> **Aim**:
Pick out and copy each line of the data below that contains the string "nose". Treat uppercase and lowercase letters as different.

Data records:
----
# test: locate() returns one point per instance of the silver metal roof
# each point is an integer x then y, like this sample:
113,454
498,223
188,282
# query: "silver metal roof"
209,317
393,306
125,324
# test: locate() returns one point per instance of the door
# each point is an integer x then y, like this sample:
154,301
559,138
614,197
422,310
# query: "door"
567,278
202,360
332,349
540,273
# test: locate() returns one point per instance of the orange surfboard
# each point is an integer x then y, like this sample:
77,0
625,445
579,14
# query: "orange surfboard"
----
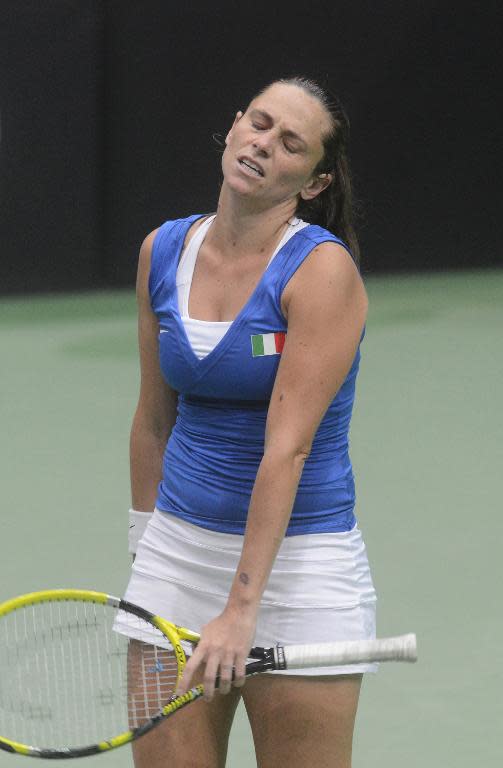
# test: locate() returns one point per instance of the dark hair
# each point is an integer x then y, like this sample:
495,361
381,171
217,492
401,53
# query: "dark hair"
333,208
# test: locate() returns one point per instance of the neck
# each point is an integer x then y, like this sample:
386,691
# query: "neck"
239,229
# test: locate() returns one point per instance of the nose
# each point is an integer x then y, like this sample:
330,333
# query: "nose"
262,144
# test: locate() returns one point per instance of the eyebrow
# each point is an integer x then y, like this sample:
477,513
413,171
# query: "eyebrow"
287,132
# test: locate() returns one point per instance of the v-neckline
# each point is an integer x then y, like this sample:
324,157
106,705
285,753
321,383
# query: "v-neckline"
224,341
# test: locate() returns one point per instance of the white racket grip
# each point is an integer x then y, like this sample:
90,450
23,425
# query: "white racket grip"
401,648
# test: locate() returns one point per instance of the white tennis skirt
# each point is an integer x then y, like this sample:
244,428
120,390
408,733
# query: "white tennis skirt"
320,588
----
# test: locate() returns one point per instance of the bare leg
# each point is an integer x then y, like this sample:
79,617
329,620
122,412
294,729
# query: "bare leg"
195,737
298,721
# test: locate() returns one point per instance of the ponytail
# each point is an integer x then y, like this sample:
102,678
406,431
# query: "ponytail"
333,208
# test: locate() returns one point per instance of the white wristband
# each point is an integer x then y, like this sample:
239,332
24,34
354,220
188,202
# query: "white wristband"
----
> **Output of the exercise**:
# test: locate() returns one point per instance of the nose
# query: "nose"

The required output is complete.